→ REQUEST 1:
Answer these questions about the handlebar forum thread:
(a) Which company and model does Gerry Attrick give as an example of the newer shaped compact bar designs?
(b) In what conditions does swee'pea99 use the drops?
(c) What does Dave5N say to fit if you don't use the drops?
→ REQUEST 2:
Reproduce the handlebar forum thread between "## Fab Foodie" and "longer stem's required.", inclusive.
→ REQUEST 3:
Continue the forum thread about riding on handlebar drops from its last line.

→ DOCUMENT SEGMENT:
+++

Nothing like being in full control hurtling down a hill flat out!
Use them drops!


----------



## Gerry Attrick (30 Oct 2009)

You could try a pair of the relatively new shaped compact designs such as FSA produce, Omega for instance. They have a shallower drop and a longer horizontal grip section which feel very comfortable and secure.

e.g. http://www.wiggle.co.uk/p/cycle/7/FSA_Omega_Alloy_Compact_Handlebar/5360036373/


----------



## yello (30 Oct 2009)

Many riders (of the casual type) rarely ride on the drops. I'd put myself in that category. It's also not uncommon for riders not to be able to brake effectively from the drops; either because they cannot reach or the angle is wrong. Why, just today, I witnessed my clubmate (a rider of many many years) come off the drops to brake from the hoods.

I'd disagree with changing your saddle position to suit riding on the drops. The saddle's position is primarily about comfort (again, for the casual cyclist). Changing that can introduce a whole host of other problems! If you have problems with the bar position, or braking, then address those directly either by finding more suitably shaped/sized bars or adjusting lever positions.


----------



## peanut (30 Oct 2009)

yello said:


> I'd disagree with changing your saddle position to suit riding on the drops. The saddle's position is primarily about comfort (again, for the casual cyclist). Changing that can introduce a whole host of other problems! If you have problems with the bar position, or braking, then address those directly either by finding more suitably shaped/sized bars or adjusting lever positions.



I couldn't agree more. Once your saddle position is right you shouldn't need to change it to improve another deficient aspect of your position on the the bike.

Some riders have very fixed ideas about how a bike should be ridden and what components should be fitted.
I would also recommend you try both the drops and the brake hoods adjust the stem height and length as necessary and make your own mind up about which suits your type of riding


----------



## swee'pea99 (31 Oct 2009)

I use the drops at least half a dozen times a year - anytime I'm battling into a really tough headwind. Other than that, sitting on the hoods feels sweet to me...


----------



## Fab Foodie (31 Oct 2009)

Gerry Attrick said:


> You could try a pair of the relatively new shaped compact designs such as FSA produce, Omega for instance. They have a shallower drop and a longer horizontal grip section which feel very comfortable and secure.
> 
> e.g. http://www.wiggle.co.uk/p/cycle/7/FSA_Omega_Alloy_Compact_Handlebar/5360036373/



Agreed.
Changed to these bars this summer and they're way better than my previous pistol-grip bars. The Omegas are slightly shorter forward reach so you may feel a longer stem's required.


----------



## Dave5N (31 Oct 2009)

If you can't ride the drops and you are reasonably flexible, I reckon you have the bike set up wrong.

Some people can'tget the pelvis to rotate and have to bend their back, which is no good at all. If you don't use the drops, get rid. Fit a flat bar.


----------



## Dave5N (31 Oct 2009)

+++

→ DATA PROVIDED:
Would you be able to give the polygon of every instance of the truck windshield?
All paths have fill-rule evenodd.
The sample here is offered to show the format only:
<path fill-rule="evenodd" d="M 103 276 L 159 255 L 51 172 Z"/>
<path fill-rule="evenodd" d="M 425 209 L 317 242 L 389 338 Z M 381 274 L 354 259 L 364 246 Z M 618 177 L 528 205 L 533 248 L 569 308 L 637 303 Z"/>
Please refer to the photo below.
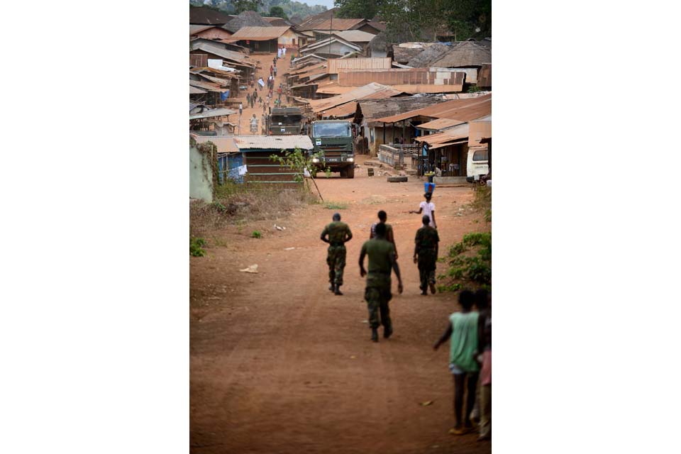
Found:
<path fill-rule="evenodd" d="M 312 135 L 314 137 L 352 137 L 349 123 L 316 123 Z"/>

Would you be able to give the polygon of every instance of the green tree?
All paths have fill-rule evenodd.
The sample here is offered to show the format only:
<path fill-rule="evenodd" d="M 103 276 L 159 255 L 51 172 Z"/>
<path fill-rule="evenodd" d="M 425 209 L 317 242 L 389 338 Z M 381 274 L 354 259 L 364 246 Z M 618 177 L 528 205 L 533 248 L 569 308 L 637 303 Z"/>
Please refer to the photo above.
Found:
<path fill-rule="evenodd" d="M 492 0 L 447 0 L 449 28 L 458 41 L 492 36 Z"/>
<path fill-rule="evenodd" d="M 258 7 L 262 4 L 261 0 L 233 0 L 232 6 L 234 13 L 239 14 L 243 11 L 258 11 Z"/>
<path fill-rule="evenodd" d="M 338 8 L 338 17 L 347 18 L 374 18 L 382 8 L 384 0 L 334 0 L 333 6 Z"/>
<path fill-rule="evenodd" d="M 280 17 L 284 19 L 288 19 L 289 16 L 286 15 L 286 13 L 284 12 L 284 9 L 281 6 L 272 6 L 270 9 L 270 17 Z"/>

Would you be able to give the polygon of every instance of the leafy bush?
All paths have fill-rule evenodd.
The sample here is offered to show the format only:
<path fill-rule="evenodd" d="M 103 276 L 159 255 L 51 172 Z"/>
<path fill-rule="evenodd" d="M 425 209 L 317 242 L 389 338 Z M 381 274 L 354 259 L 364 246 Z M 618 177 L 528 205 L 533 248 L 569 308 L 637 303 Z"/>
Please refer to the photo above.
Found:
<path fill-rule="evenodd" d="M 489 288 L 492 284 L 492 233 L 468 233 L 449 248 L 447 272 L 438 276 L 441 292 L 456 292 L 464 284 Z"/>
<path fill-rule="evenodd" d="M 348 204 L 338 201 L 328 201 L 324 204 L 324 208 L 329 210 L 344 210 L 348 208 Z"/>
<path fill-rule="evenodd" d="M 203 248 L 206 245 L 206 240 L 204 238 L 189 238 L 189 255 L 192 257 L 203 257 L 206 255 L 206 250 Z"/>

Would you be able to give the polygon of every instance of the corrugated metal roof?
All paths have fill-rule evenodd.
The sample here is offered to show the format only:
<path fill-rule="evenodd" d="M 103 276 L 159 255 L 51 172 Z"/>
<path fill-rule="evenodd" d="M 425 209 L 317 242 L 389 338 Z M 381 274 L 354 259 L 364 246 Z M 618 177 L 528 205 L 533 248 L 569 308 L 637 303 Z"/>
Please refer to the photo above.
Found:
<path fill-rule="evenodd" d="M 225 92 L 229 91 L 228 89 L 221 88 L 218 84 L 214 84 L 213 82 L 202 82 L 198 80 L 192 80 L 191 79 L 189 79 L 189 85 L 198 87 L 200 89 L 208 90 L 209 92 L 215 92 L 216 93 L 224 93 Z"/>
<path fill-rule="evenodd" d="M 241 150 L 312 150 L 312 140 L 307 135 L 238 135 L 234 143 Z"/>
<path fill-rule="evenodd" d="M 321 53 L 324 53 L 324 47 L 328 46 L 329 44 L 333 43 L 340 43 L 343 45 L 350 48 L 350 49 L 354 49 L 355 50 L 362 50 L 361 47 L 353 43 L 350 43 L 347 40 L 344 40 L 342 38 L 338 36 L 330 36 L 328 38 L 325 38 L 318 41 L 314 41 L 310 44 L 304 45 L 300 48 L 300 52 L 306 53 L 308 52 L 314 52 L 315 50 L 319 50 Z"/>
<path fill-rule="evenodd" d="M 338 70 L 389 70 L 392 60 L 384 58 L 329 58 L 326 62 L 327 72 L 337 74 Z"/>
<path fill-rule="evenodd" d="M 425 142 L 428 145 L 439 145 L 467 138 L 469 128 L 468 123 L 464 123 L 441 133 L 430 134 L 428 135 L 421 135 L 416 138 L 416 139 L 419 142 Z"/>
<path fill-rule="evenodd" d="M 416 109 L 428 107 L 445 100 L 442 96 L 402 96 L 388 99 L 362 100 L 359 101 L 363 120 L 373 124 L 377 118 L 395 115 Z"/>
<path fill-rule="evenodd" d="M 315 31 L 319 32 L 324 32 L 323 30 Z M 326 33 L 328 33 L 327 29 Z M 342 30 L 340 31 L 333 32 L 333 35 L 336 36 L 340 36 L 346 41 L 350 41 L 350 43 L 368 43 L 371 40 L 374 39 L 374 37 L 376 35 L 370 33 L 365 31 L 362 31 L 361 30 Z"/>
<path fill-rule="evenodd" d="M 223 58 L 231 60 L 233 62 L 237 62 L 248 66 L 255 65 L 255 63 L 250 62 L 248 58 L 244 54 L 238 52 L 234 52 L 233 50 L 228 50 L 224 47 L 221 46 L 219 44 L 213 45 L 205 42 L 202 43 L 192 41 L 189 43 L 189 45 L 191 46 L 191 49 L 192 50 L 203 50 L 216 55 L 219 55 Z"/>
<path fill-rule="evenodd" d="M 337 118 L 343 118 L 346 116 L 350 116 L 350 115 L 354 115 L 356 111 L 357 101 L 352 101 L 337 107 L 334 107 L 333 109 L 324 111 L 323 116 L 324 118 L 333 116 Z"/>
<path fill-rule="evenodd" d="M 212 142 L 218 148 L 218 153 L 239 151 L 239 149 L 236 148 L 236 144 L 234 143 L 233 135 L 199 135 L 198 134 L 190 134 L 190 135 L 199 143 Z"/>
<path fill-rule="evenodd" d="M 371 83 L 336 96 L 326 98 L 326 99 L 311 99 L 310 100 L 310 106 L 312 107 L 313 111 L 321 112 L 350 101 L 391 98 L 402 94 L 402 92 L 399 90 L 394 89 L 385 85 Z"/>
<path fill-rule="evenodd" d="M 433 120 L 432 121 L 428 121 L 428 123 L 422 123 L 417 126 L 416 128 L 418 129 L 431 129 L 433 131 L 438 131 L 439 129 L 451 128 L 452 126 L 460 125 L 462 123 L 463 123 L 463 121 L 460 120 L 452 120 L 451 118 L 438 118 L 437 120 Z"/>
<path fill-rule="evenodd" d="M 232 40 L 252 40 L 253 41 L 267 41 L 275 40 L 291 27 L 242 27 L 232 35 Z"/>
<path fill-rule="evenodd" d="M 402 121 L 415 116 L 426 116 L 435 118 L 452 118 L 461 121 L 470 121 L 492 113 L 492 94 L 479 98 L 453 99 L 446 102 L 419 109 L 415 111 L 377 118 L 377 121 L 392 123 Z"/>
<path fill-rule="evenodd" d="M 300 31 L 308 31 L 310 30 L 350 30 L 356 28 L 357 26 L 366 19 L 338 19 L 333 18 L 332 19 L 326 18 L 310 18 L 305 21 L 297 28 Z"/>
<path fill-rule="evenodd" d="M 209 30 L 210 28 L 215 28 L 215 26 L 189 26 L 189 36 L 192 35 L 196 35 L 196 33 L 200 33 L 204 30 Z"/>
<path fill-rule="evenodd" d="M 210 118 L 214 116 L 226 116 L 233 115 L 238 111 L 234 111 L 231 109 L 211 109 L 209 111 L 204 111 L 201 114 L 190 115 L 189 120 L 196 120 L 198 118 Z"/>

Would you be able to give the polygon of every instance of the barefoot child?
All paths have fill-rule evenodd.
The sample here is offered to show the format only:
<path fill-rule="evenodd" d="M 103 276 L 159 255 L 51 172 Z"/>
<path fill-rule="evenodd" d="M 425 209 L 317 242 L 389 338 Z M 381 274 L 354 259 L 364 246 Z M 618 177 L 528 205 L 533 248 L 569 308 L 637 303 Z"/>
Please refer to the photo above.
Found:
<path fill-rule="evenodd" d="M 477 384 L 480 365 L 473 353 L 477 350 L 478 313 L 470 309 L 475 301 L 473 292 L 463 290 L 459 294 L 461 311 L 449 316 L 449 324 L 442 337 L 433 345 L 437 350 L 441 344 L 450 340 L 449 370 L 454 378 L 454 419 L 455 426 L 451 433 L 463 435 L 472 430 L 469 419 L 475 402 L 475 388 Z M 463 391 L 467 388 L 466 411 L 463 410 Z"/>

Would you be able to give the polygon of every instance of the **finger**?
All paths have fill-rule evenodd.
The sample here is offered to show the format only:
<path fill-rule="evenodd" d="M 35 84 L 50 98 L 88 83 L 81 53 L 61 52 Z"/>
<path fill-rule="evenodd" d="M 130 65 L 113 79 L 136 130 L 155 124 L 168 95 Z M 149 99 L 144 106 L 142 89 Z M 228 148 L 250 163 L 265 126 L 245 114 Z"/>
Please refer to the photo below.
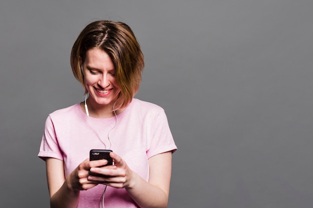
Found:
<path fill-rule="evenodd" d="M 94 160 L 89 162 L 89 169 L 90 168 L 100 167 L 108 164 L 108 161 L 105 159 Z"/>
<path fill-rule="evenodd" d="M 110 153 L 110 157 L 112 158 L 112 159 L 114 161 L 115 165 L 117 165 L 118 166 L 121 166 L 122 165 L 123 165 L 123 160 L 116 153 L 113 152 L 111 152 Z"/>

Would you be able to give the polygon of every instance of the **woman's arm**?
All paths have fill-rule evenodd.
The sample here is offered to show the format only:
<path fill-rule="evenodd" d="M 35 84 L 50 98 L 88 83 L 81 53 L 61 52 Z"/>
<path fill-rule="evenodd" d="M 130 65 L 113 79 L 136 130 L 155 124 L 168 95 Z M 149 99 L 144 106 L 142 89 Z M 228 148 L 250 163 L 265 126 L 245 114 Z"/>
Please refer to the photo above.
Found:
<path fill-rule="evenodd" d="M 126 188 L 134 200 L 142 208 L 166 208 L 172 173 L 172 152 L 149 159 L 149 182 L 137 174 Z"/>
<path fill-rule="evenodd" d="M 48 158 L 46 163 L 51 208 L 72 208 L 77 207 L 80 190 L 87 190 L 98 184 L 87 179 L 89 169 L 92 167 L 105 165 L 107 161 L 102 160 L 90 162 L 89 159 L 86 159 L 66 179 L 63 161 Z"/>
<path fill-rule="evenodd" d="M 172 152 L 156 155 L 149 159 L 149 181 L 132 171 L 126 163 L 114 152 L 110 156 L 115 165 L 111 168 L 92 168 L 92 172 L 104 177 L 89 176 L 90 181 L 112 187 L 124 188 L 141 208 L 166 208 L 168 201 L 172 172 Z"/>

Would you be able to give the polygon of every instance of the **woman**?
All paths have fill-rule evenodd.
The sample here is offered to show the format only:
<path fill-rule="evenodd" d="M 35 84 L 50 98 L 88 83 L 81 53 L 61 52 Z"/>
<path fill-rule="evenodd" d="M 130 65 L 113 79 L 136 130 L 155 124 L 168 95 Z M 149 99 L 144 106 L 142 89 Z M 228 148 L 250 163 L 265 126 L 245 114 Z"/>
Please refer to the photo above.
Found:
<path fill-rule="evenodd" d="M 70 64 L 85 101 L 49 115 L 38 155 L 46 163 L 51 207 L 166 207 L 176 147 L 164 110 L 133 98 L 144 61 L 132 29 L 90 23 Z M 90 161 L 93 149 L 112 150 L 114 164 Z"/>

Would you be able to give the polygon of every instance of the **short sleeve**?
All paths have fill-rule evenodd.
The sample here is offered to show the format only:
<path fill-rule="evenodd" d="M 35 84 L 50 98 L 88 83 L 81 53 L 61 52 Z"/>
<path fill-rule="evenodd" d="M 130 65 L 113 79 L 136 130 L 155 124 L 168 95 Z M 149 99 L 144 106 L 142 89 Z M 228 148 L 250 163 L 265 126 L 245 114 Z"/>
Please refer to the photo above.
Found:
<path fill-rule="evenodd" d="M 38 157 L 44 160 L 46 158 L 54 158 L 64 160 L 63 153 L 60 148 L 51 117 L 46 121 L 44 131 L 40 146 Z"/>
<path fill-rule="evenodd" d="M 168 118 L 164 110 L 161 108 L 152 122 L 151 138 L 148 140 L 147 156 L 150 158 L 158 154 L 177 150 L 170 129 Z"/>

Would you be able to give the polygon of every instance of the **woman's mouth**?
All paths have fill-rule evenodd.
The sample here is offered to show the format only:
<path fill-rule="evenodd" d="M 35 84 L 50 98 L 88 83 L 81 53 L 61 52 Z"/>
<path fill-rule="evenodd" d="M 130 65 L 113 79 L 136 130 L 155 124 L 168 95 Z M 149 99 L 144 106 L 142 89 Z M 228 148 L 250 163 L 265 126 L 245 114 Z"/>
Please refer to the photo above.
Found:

+++

→ WRITTEN REPLY 1:
(a) FSA, and the Omega.
(b) When battling into a really tough headwind.
(c) A flat bar.

→ WRITTEN REPLY 2:
## Fab Foodie (31 Oct 2009)

Gerry Attrick said:


> You could try a pair of the relatively new shaped compact designs such as FSA produce, Omega for instance. They have a shallower drop and a longer horizontal grip section which feel very comfortable and secure.
> 
> e.g. http://www.wiggle.co.uk/p/cycle/7/FSA_Omega_Alloy_Compact_Handlebar/5360036373/



Agreed.
Changed to these bars this summer and they're way better than my previous pistol-grip bars. The Omegas are slightly shorter forward reach so you may feel a longer stem's required.

→ WRITTEN REPLY 3:
Smoe dodgy advice here. You certainly don't change the saddle position to suit the bars/stem position. Quite the reverse.

The drops for a fit flexible rider should be the default position.

If you have the levers too high you will find it hard to brake: that said, many riders have the seat wrong so then can't crook the elbow into the drop.

For a lesson in set-up the Track world cup today was a masterclass.


----------



## Fab Foodie (31 Oct 2009)

Dave5N said:


> Smoe dodgy advice here. You certainly don't change the saddle position to suit the bars/stem position. Quite the reverse.
> 
> .



Absolutely right. So many get this wrong.

Good set-up advice here...

http://www.peterwhitecycles.com/fitting.htm


----------



## lukesdad (31 Oct 2009)

Hand size is another factor my hands are pretty small for a bloke and though i ride alot on the drops I come up onto the hoods to brake just more comfortable.


----------



## De Sisti (31 Oct 2009)

If you look at the front cover of any Cycling Plus magazine, and/or inside 
the mag, and that of Cycling Weekly, invarably you'll see a rider out of the 
saddle, on the drops. 

Apparantly, it makes cycling look more dynamic (according to Tass Whitby
of Future Publishing).


----------



## Fab Foodie (31 Oct 2009)

Dave5N said:


> If you can't ride the drops and you are reasonably flexible, I reckon you have the bike set up wrong.



It's not the flexibility that keeps me out of the drops... it's me aero-belly resting on my thighs!


----------



## leveret (31 Oct 2009)

Fab Foodie said:


> Agreed.
> Changed to these bars this summer and they're way better than my previous pistol-grip bars. The Omegas are slightly shorter forward reach so you may feel a longer stem's required.



+1

Just got a new bike which had the FSA compact bars as standard and was a bit sceptical, even intending to replace them before the bike had even been delivered. However they are great. Very comfy positioning and easy reach to brakes and gear levers from either hoods or drops. 
'Think I'll keep them a bit longer


----------



## bonj2 (31 Oct 2009)

yello said:


> I'd disagree with changing your saddle position to suit riding on the drops.



I should probably qualify that - I wouldn't condone changing the saddle position to suit the bars *if the saddle is in the right place already*. Just that when I first switched to drops, my saddle was too low anyway, but the fact that it felt difficult riding on the drops was what brought this to my attention. It's quite feasible for the saddle to be a bit too low ideally speaking, but to a limited extent that doesn't actually matter for upright riding.




Gerry Attrick said:


> You could try a pair of the relatively new shaped compact designs such as FSA produce, Omega for instance. They have a shallower drop and a longer horizontal grip section which feel very comfortable and secure.
> 
> e.g. http://www.wiggle.co.uk/p/cycle/7/FSA_Omega_Alloy_Compact_Handlebar/5360036373/



talking of fsa bars: saw some kuotas in a LBS recently and they had these on: http://www.chainreactioncycles.com/Models.aspx?ModelID=36075 well nice! 'specially if you don't tape muchpast the hoods.
I almost like the traditional stem clamp better than the wedge my spesh's have got. which incidentally are really comfortable bars.


----------



## Norm (31 Oct 2009)

Dave5N said:


> The drops for a fit flexible rider should be the default position.


I was thinking that this was my issue, not being particularly fit or flexible. Went out for a 30 minute ride earlier, though, and this comment came to mind...



Dave5N said:


> ...that said, many riders have the seat wrong so then can't crook the elbow into the drop.


I did a few metres on the drops, stopped, dismounted, found a handy brick wall, and smacked my (helmetless) head against it a few times.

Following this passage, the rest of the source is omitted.